__Task prompt__: When you reproduce the listing, keep every word as it is and drop the pictures.

__Supplied records__:
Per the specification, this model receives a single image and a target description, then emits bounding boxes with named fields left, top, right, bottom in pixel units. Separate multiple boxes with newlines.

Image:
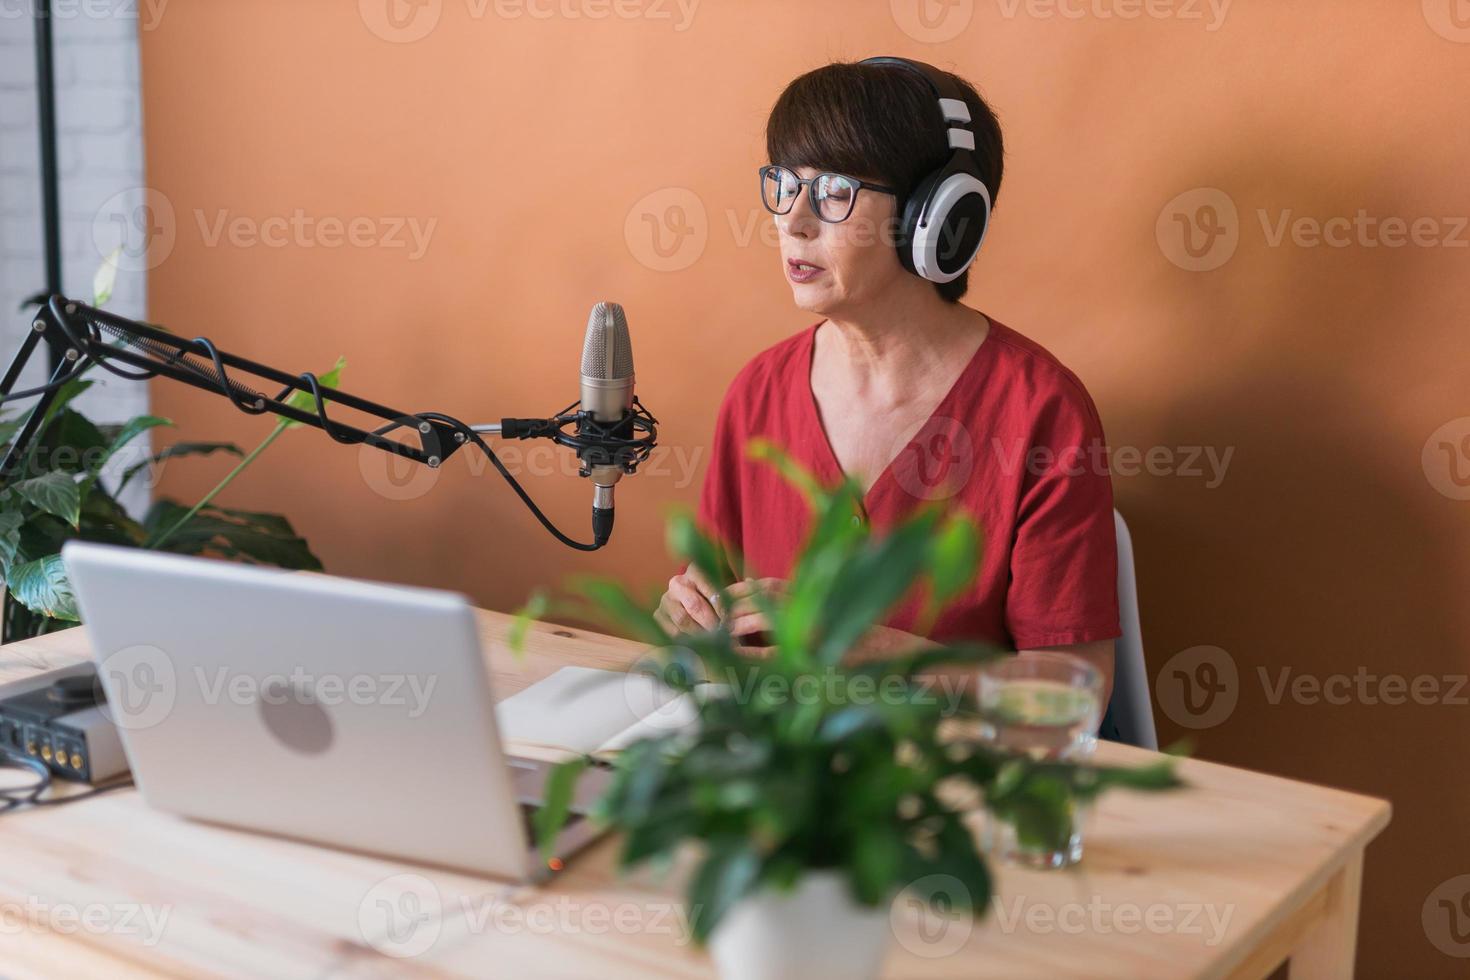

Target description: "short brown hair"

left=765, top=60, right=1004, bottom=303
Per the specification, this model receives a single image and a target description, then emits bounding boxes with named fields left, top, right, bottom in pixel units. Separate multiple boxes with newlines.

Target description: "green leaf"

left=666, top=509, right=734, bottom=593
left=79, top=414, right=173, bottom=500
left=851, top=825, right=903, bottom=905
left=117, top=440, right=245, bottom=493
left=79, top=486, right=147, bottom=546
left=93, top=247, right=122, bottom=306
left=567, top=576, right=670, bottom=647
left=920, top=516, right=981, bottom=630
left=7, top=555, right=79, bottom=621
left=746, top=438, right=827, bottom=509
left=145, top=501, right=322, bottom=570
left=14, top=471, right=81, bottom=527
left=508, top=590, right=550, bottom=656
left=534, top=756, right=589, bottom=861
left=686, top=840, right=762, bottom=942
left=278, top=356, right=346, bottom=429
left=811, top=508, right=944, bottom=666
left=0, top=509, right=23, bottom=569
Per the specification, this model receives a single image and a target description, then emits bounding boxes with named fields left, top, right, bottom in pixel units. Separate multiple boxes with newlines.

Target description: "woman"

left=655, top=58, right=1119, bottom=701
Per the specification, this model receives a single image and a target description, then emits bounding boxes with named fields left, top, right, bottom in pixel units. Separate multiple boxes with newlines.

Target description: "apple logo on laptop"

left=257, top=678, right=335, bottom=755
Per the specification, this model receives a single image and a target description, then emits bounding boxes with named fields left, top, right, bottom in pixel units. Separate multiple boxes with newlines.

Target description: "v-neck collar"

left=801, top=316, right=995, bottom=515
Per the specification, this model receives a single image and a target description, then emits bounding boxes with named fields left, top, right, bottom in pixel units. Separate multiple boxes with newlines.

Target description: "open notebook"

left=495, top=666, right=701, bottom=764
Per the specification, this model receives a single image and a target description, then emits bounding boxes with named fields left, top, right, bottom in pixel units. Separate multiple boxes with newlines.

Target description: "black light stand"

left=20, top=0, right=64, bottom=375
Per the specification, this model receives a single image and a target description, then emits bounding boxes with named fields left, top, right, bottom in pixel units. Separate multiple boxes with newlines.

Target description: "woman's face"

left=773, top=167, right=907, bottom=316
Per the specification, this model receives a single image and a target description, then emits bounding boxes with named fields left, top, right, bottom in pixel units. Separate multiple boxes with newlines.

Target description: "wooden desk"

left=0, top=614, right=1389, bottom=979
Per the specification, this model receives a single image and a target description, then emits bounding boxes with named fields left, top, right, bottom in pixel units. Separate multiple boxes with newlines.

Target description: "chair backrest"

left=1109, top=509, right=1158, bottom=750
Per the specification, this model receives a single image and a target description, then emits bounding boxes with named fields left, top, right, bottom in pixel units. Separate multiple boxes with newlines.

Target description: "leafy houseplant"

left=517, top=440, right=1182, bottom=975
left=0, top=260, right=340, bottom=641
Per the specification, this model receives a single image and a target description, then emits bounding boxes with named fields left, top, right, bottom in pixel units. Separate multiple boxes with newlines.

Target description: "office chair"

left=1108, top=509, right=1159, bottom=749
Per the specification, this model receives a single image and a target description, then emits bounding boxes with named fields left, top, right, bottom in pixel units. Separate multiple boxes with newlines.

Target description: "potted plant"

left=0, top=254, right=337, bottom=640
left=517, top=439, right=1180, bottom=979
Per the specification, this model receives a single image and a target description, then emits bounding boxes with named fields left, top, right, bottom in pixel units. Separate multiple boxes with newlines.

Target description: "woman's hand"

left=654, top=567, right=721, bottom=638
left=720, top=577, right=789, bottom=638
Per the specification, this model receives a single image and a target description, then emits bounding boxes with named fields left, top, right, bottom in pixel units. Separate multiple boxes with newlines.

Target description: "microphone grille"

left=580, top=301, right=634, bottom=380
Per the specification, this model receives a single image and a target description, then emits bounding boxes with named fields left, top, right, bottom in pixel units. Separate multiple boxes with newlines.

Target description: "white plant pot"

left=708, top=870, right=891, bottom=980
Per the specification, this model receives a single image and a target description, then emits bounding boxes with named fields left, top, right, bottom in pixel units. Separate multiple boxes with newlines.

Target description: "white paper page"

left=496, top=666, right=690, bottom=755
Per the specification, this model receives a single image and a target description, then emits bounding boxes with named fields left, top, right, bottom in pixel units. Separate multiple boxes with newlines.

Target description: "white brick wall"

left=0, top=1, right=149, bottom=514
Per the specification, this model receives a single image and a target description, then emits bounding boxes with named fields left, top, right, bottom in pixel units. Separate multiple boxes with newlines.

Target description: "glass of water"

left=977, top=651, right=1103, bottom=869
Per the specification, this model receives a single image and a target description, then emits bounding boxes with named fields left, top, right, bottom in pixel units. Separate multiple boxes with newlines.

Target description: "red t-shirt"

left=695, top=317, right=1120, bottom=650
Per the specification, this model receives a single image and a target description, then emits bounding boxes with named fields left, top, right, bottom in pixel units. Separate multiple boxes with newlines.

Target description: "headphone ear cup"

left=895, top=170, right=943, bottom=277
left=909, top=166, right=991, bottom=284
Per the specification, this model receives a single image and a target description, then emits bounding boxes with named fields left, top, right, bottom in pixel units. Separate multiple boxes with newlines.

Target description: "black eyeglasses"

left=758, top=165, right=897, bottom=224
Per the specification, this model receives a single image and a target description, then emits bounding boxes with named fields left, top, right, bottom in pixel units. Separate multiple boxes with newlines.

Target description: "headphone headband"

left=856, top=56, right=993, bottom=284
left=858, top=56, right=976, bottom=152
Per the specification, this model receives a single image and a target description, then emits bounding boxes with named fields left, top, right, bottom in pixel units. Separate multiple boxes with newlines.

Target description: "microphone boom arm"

__The completed task__:
Per the specification, this model receives a single image and a target description, then emits bounding boxes with named fields left, top, right, bottom in pixel units. Separate multiple boxes with newlines.

Image:

Target description: "short brown hair"

left=765, top=60, right=1004, bottom=303
Per the specification, this model receives a single image and a target description, then emits bounding boxes with named fields left, top, right, bottom in pixel units. Separate multiple boxes with newlines.

Target description: "green leaf"

left=666, top=509, right=734, bottom=593
left=79, top=414, right=173, bottom=500
left=851, top=825, right=903, bottom=905
left=117, top=440, right=245, bottom=493
left=79, top=486, right=147, bottom=546
left=93, top=247, right=122, bottom=306
left=567, top=576, right=670, bottom=647
left=920, top=516, right=981, bottom=630
left=7, top=555, right=79, bottom=621
left=746, top=438, right=827, bottom=509
left=145, top=501, right=322, bottom=570
left=14, top=471, right=81, bottom=527
left=508, top=590, right=550, bottom=656
left=534, top=756, right=589, bottom=861
left=686, top=840, right=762, bottom=942
left=278, top=356, right=346, bottom=429
left=811, top=508, right=944, bottom=666
left=0, top=509, right=23, bottom=569
Per the specification, this model receives a single image and a target description, then emits bounding boxes with named fields left, top, right, bottom in pixel units. Separate multiple boxes with newlines.

Target description: "woman"

left=655, top=58, right=1119, bottom=701
Per the specification, this model receives a single image and a target description, then emits bounding boxes with named fields left, top, right, bottom in pixel units. Separate multiple boxes with newlines.

Target description: "apple logo on laptop"

left=257, top=678, right=335, bottom=755
Per the specification, this model receives a single image and a target description, then emits bounding boxes with named fields left, top, right, bottom in pixel units. Separate multiple boxes with newlines.

Target description: "v-neck collar"

left=801, top=316, right=995, bottom=515
Per the specification, this model receives a single image and a target description, then emits bounding boxes with named fields left, top, right, bottom in pixel units. Separate multiple boxes with newlines.

Target description: "open notebook"

left=495, top=666, right=701, bottom=764
Per the specification, this model receives a single image and a target description, then emits bounding boxes with named fields left, top, right, bottom in pixel units. Separate multiple boxes with newlines.

Target description: "black light stand"

left=20, top=0, right=64, bottom=375
Per the specification, this model receives a single image and a target description, then emits bounding boxes with named fields left, top, right, bottom in pixel units. Separate multiple boxes with newlines.

Target description: "woman's face"

left=773, top=167, right=907, bottom=316
Per the specification, this model receives a single image and a target description, then emits bounding boxes with named fields left, top, right, bottom in pixel units. Separate multiple boxes with newlines.

Target description: "wooden desk"

left=0, top=614, right=1389, bottom=979
Per the specification, this model receives a single image and a target description, then emits bounding boxes with named fields left, top, right, bottom in pixel units. Separate multiple boxes with newlines.

Target description: "chair backrest"

left=1109, top=509, right=1158, bottom=750
Per the specification, this model receives a single image and a target description, then emits bounding boxes with named fields left, top, right, bottom in pixel units. Separate multiple boxes with newlines.

Target description: "leafy houseplant"

left=517, top=440, right=1182, bottom=975
left=0, top=260, right=340, bottom=641
Per the specification, this model receives a single image and a target description, then emits bounding boxes with named fields left, top, right, bottom in pixel units. Separate multiple boxes with newlines.

Target description: "office chair"

left=1108, top=509, right=1159, bottom=749
Per the specification, this model receives a single image and a target description, then emits bounding boxes with named fields left, top, right, bottom in pixel units. Separate multiple boxes with newlines.

Target description: "potted plant"

left=0, top=254, right=337, bottom=640
left=517, top=439, right=1180, bottom=979
Per the specification, this model receives a single image and a target description, then emits bounding boxes with named fields left, top, right, bottom in pixel units. Separate multiple boxes with newlines.

Target description: "woman's hand"

left=654, top=567, right=721, bottom=638
left=720, top=577, right=789, bottom=638
Per the specification, this model receives a single image and a target description, then emits bounding boxes with named fields left, top, right, bottom in pixel units. Separate multiple boxes with newlines.

Target description: "microphone grille"

left=580, top=301, right=634, bottom=380
Per the specification, this model receives a single image and a target description, then emits bounding boxes with named fields left, top, right, bottom in pixel units. Separate multiple boxes with newlines.

Target description: "white plant pot"

left=708, top=870, right=891, bottom=980
Per the specification, this model receives a single image and a target description, then emits bounding boxes with named fields left, top, right, bottom in pixel units. Separate multiple boxes with newlines.

Target description: "white paper page"

left=496, top=666, right=690, bottom=755
Per the specification, this model receives a single image and a target description, then emits bounding boxes with named fields left, top, right, bottom in pixel units. Separate multiple boxes with newlines.

Target description: "white brick wall"

left=0, top=1, right=149, bottom=514
Per the specification, this model receives a single image and a target description, then emits bounding boxes with named fields left, top, right, bottom in pixel units. Separate multiple boxes with newlines.

Target description: "glass of water"

left=977, top=651, right=1103, bottom=869
Per the specification, this model receives a single image and a target description, then emits bounding boxes with named fields left, top, right, bottom in pixel units. Separate multiple boxes with newlines.

Target description: "red t-shirt"

left=695, top=317, right=1120, bottom=650
Per the specification, this model receives a single image and a target description, then emits bounding boxes with named fields left, top, right, bottom in pixel units. Separate multiple boxes with newlines.

Target description: "headphone ear cup"

left=895, top=170, right=943, bottom=277
left=909, top=166, right=991, bottom=284
Per the specification, this model receives a single image and a target description, then emits bounding boxes with named fields left, top, right, bottom in pixel units. Separate multiple boxes with newlines.

Target description: "black eyeglasses"

left=758, top=165, right=897, bottom=224
Per the specification, this model receives a single image and a target description, then emits bounding boxes with named fields left, top, right, bottom in pixel units. Separate multiple boxes with newlines.

Target description: "headphone headband"

left=856, top=56, right=993, bottom=284
left=858, top=56, right=976, bottom=152
Per the specification, this model receives a single image and a target description, then emits bounding boxes with named fields left, top, right, bottom in pixel units. Separate multiple boxes with newlines.

Target description: "microphone boom arm"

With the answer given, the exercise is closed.